Repeat the records exactly. Every line must match.

-.-.-

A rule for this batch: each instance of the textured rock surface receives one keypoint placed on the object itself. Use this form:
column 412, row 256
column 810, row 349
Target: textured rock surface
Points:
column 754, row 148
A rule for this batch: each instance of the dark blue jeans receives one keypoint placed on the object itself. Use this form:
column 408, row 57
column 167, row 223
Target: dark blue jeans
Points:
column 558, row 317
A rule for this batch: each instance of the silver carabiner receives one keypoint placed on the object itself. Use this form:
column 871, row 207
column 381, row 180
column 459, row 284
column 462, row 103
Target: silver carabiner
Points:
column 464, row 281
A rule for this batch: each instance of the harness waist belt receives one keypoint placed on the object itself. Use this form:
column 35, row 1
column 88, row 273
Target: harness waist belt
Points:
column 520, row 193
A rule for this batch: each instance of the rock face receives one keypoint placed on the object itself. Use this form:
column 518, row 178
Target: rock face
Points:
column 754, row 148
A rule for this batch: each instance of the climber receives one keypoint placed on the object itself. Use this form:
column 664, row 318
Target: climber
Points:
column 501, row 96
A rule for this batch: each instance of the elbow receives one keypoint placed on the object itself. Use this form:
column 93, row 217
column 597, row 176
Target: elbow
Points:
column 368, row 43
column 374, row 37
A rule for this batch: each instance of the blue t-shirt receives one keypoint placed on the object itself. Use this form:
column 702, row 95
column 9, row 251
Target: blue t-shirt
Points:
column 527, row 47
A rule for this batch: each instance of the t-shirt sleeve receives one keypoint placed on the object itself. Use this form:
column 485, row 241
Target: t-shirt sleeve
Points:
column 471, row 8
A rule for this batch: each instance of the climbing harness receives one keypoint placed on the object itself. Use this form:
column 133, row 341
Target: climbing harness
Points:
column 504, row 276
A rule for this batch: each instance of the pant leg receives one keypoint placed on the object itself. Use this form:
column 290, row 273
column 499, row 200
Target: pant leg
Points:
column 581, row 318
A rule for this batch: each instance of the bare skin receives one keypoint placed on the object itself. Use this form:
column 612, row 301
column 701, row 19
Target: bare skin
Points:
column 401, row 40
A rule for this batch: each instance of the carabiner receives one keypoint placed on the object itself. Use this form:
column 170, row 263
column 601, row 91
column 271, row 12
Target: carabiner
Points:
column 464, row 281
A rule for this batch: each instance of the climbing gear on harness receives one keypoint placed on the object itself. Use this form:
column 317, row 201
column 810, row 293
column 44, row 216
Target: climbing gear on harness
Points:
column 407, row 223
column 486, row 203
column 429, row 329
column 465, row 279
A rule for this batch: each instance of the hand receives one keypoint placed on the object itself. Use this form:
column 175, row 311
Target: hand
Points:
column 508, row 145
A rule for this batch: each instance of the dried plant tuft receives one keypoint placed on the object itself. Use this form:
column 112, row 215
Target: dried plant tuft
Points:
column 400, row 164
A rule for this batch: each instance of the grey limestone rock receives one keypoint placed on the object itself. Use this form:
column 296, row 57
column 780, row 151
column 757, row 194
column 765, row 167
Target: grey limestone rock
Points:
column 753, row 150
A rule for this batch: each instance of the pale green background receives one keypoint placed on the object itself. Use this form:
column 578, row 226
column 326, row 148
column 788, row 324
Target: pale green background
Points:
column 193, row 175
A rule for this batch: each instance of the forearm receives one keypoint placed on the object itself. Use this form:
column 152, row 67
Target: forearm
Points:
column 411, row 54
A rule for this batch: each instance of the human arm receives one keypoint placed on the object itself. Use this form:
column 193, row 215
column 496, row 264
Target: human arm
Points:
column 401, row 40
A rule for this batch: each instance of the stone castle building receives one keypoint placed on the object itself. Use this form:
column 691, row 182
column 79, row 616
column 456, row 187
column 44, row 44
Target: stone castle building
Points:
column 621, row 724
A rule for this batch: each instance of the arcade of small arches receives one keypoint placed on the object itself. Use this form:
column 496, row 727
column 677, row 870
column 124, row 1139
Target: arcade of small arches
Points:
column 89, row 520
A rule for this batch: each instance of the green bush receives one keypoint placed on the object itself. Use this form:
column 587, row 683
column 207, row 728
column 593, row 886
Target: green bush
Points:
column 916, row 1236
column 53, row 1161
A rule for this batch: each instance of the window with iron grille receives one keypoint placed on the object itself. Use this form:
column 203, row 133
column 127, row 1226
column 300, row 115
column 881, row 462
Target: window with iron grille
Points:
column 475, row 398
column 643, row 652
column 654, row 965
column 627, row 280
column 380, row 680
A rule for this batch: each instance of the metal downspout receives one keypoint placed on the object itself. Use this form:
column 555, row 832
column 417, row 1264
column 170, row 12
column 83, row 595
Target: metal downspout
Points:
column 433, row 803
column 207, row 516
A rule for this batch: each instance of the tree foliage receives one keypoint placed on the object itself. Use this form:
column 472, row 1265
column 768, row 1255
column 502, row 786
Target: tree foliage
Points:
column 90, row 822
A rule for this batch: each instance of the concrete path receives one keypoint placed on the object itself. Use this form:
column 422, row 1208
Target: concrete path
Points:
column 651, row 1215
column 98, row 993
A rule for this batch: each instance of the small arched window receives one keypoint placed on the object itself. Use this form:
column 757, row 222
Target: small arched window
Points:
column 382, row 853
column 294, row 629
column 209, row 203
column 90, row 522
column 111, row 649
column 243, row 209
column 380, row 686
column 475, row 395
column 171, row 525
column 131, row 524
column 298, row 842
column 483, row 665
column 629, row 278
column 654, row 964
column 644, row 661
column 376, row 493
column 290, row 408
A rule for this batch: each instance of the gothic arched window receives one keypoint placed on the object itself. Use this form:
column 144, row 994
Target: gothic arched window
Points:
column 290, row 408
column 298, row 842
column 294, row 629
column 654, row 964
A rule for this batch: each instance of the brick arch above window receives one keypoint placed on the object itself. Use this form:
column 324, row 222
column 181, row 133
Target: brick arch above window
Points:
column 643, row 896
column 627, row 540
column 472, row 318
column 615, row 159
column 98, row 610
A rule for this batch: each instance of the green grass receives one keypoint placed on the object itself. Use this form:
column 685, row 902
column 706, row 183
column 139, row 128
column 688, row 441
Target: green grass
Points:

-.-.-

→ **Task answer**
A rule for this batch: each instance of the textured rock surface receives one keypoint placed on the object itself. Use this form:
column 412, row 256
column 810, row 349
Target: textured rock surface
Points:
column 754, row 148
A rule for this batch: each instance of the dark blue jeans receives one keypoint placed on the object itself. Use this form:
column 408, row 57
column 167, row 223
Target: dark blue jeans
Points:
column 558, row 317
A rule for this batch: each instance of the silver carabiner receives one keypoint placed on the object itself. Use this form:
column 871, row 207
column 381, row 180
column 459, row 284
column 462, row 103
Target: silver carabiner
Points:
column 464, row 281
A rule for this batch: each instance of the harness waist belt receives one keypoint placed on the object itself. Use this form:
column 35, row 1
column 88, row 273
Target: harness waist belt
Points:
column 520, row 193
A rule for this batch: each instance of the rock face receives one keypoint placed on the object itself. Use this form:
column 518, row 178
Target: rock face
Points:
column 754, row 148
A rule for this batch: each instance of the climber receives one keypoint placed on the object itself. Use this form:
column 664, row 318
Target: climber
Points:
column 501, row 96
A rule for this batch: each instance of the elbow receives one keypoint placed on the object itself. Use this form:
column 93, row 217
column 597, row 176
Target: elbow
Points:
column 368, row 43
column 374, row 37
A rule for this batch: each instance of the blue t-shirt receives one keypoint placed on the object itself. Use this form:
column 702, row 95
column 9, row 251
Target: blue t-shirt
Points:
column 527, row 47
A rule for this batch: each instance of the t-shirt sleeve receives one keypoint placed on the object itself. Use this form:
column 485, row 241
Target: t-shirt sleeve
Points:
column 471, row 8
A rule for this batch: each instance of the climbing harness receives one keypoint placed on the object itself. Use this form:
column 133, row 341
Target: climbing harness
Points:
column 504, row 276
A rule for this batch: each instance of the pant leg receives one keypoint placed on the object itself. Use this form:
column 290, row 273
column 499, row 200
Target: pant leg
Points:
column 581, row 318
A rule for this batch: each instance of the bare skin receives one keypoint placed on the object itself. Use this form:
column 612, row 301
column 701, row 19
Target: bare skin
Points:
column 401, row 40
A rule for this batch: each instance of the carabiner receives one keypoint placed on the object itself. Use this form:
column 170, row 263
column 601, row 91
column 271, row 12
Target: carabiner
Points:
column 464, row 281
A rule for this batch: each instance of the climbing gear on harness receives one keypoint placed on the object itself. Use this form:
column 317, row 201
column 810, row 293
column 44, row 216
Target: climbing gear on harness
Points:
column 407, row 223
column 486, row 203
column 429, row 329
column 465, row 279
A rule for this batch: each instance of the hand receives one keypoint placed on the object itself. Use this form:
column 175, row 311
Target: hand
Points:
column 508, row 145
A rule for this batch: each instance of the dried plant tuft receives one keypoint placed on the object itself. Use this form:
column 112, row 215
Target: dried plant tuft
Points:
column 400, row 164
A rule for this batch: each instance of the grey limestone rock receives one keypoint placed on the object itself. Use this form:
column 296, row 57
column 780, row 151
column 757, row 194
column 765, row 167
Target: grey limestone rock
Points:
column 753, row 150
A rule for this batch: each instance of the pale green background receives one keypoint placed on the object itself. Use this form:
column 578, row 226
column 326, row 148
column 788, row 324
Target: pale green background
Points:
column 193, row 175
A rule for this batch: each instance of the forearm receives one keypoint placed on the object itself. Use this form:
column 152, row 67
Target: forearm
Points:
column 411, row 54
A rule for this batch: each instance of the human arm receives one keypoint placed on the object itself. Use this form:
column 193, row 215
column 496, row 264
Target: human arm
Points:
column 401, row 40
A rule for this batch: each instance of the stone castle building receives one keypoint placed on the object itself. Use this form:
column 691, row 182
column 79, row 616
column 456, row 187
column 44, row 44
Target: stone castle building
Points:
column 621, row 724
A rule for this batch: each instance of the arcade of small arches receives one keypoint placed on the object itself. Use this form:
column 496, row 727
column 677, row 870
column 124, row 1139
Target: arcade of small arches
Points:
column 89, row 520
A rule for this batch: each instance of the green bush receives one keypoint placed on the object itself. Use this form:
column 587, row 683
column 207, row 728
column 593, row 886
Target: green bush
Points:
column 916, row 1236
column 53, row 1161
A rule for this batch: each instance of the window with iron grille receives one keypoint placed on the object itself. Use this form:
column 203, row 133
column 127, row 1226
column 300, row 115
column 881, row 462
Target: window with iron grille
Points:
column 475, row 398
column 643, row 652
column 654, row 965
column 627, row 280
column 380, row 680
A rule for this batch: each instance of the metal downspout receives one keypoint placed on the object itself. Use this form:
column 555, row 832
column 417, row 1264
column 170, row 12
column 83, row 595
Target: metal downspout
Points:
column 433, row 803
column 207, row 516
A rule for this batch: each instance of the tree foliage receives one keypoint placed on the object itself. Use this form:
column 472, row 1265
column 768, row 1255
column 502, row 786
Target: tree foliage
Points:
column 90, row 822
A rule for this batch: each instance of the concrete path receives one keypoint placed on the object itself. Use this form:
column 422, row 1208
Target: concrete path
Points:
column 651, row 1215
column 98, row 993
A rule for this batch: each instance of the small arched window receives one keypoint placed on the object itself. Use this form:
column 757, row 222
Target: small arched window
Points:
column 382, row 853
column 294, row 629
column 209, row 203
column 90, row 522
column 111, row 649
column 243, row 209
column 380, row 686
column 475, row 395
column 171, row 525
column 131, row 524
column 298, row 842
column 483, row 665
column 629, row 278
column 654, row 964
column 644, row 661
column 376, row 493
column 290, row 408
A rule for this batch: each instance of the gothic arched window receives one keypoint placed on the object itself. Use this form:
column 144, row 994
Target: gothic arched window
Points:
column 290, row 408
column 298, row 842
column 294, row 629
column 654, row 964
A rule for this batch: each instance of the brick arch above window receives one keypoint placed on the object itself. Use this form:
column 324, row 222
column 181, row 133
Target: brick arch above window
Points:
column 643, row 896
column 627, row 540
column 472, row 318
column 615, row 159
column 98, row 610
A rule for this batch: each instance of the green grass receives one keypoint placed on the object itself. Use this form:
column 685, row 902
column 706, row 183
column 139, row 128
column 688, row 441
Target: green grass
Points:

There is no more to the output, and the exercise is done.